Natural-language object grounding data
- - - - -
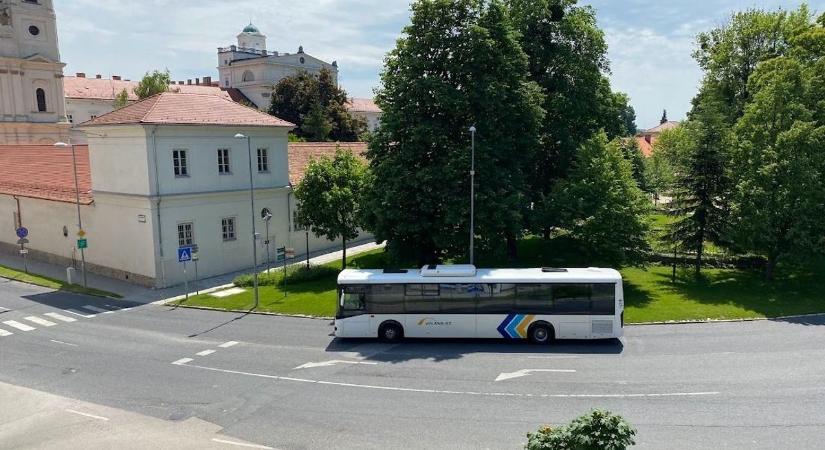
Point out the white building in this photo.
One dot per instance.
(31, 87)
(251, 68)
(159, 174)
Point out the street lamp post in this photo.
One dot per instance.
(252, 204)
(77, 202)
(472, 192)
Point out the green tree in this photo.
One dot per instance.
(330, 197)
(153, 83)
(122, 99)
(601, 205)
(598, 430)
(316, 126)
(295, 97)
(729, 54)
(633, 154)
(701, 185)
(567, 55)
(780, 191)
(458, 63)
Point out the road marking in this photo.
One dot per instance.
(437, 391)
(77, 313)
(18, 325)
(88, 415)
(39, 321)
(96, 309)
(524, 372)
(332, 363)
(61, 317)
(241, 444)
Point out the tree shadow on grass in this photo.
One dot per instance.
(796, 293)
(453, 349)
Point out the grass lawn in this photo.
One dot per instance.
(14, 274)
(649, 293)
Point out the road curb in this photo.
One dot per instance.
(752, 319)
(242, 311)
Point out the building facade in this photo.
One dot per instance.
(32, 107)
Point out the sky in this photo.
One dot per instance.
(650, 42)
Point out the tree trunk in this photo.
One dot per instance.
(344, 260)
(770, 268)
(512, 247)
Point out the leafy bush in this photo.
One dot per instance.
(597, 430)
(298, 274)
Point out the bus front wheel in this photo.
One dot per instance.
(390, 332)
(540, 334)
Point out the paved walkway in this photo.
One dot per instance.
(142, 294)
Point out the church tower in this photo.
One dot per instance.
(32, 104)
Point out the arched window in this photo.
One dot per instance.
(41, 99)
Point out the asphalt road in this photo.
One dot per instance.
- - - - -
> [WORK ITEM] Only the lines from the beginning of the records up to and including the line with "Point out the tree shadow" should appear, exactly as they are, and no pictures.

> [RESPONSE]
Point out the white building in this photo.
One dot per instance.
(31, 87)
(251, 68)
(159, 174)
Point out the street lamp post in this photo.
One dot per instance.
(252, 204)
(77, 202)
(472, 192)
Point out the green tree in this photo.
One dot per instance.
(330, 197)
(153, 83)
(122, 99)
(601, 205)
(598, 430)
(316, 126)
(295, 97)
(729, 54)
(633, 154)
(701, 185)
(567, 55)
(780, 191)
(458, 63)
Point out the road marking in this photo.
One dot per instance.
(437, 391)
(77, 313)
(18, 325)
(88, 415)
(39, 321)
(96, 309)
(524, 372)
(332, 363)
(61, 317)
(241, 444)
Point out the tree shadow on grass in this photo.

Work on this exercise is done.